◆ **Written problem**
Repeat the records exactly. Every line must match.

* Start Items *

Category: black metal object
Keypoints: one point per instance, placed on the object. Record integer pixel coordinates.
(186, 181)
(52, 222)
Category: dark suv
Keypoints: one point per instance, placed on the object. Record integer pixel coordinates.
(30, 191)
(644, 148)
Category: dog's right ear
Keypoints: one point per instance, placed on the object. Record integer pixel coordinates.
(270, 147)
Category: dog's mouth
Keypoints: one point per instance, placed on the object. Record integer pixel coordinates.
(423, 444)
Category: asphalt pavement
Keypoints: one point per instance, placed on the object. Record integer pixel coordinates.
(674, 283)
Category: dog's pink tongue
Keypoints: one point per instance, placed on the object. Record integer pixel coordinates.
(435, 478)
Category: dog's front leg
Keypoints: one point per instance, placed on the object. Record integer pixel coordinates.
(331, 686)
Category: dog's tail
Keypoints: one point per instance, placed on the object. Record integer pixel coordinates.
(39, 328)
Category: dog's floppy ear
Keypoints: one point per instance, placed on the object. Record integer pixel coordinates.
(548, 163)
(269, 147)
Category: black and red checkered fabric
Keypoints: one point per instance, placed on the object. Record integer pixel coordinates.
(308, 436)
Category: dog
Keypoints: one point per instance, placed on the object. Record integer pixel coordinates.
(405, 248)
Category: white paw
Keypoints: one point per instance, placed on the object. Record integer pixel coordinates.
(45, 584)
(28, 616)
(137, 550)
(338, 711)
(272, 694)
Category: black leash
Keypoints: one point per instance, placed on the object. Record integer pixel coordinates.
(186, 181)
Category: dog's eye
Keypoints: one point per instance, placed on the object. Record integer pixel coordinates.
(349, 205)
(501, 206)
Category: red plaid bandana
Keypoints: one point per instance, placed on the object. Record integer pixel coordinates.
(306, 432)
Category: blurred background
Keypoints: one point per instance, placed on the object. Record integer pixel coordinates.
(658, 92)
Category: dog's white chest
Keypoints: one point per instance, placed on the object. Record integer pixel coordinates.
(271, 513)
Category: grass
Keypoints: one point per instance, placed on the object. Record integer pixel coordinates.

* End Items *

◆ **Exercise result**
Category: black metal object
Keypoints: one point per instance, placed on the object. Record integer pixel coordinates.
(186, 181)
(52, 222)
Category: dark suv
Keypoints: one point per instance, placed on the object. Record integer pixel coordinates.
(30, 191)
(644, 148)
Category: dog's right ear
Keypoints: one point per instance, placed on the object. Record integer pixel coordinates.
(270, 147)
Category: dog's mouth
Keypoints: one point per instance, placed on the object. Record integer pixel coordinates.
(423, 444)
Category: asphalt pavement
Keypoints: one point per instance, placed on the object. Record integer pixel coordinates.
(674, 283)
Category: dog's pink tongue
Keypoints: one point per instance, placed on the object. Record integer pixel coordinates.
(435, 478)
Category: dog's front leg
Keypoints: one point per instance, placed on the object. Record integer pixel coordinates.
(331, 686)
Category: dog's tail
Keypoints: one point per instance, placed on the object. Record integer pixel coordinates.
(39, 328)
Category: dog's floppy ear
Keypoints: one point per instance, placed on the object. Record integer pixel coordinates.
(548, 163)
(269, 147)
Category: black and red checkered fabric
Keypoints: one point per instance, placed on the object. Record integer pixel coordinates.
(308, 436)
Category: dog
Keypoints: one point per instance, placed on the object. Record integer pixel coordinates.
(405, 248)
Category: white paw
Keypoints: one point per instance, placed on the object. Record integer pixel coordinates.
(45, 584)
(28, 616)
(137, 550)
(338, 711)
(272, 694)
Category: black leash
Keypoints: one point per instance, placed on the object. Record integer pixel coordinates.
(186, 181)
Category: dog's eye
Keypoints: one point per instance, placed on the object. Record integer pixel coordinates.
(349, 205)
(501, 206)
Category: red plaid bandana
Keypoints: one point per instance, placed on the object. Record integer pixel coordinates.
(306, 432)
Category: blurred background
Keypoints: one point per instance, placed on the object. Record integer pixel coordinates.
(658, 92)
Category: dog's white chest
Keypoints: one point per instance, placed on the object. Record integer pixel coordinates.
(271, 513)
Category: grass
Keypoints: one point per instance, placed on the object. Record integer pixel coordinates.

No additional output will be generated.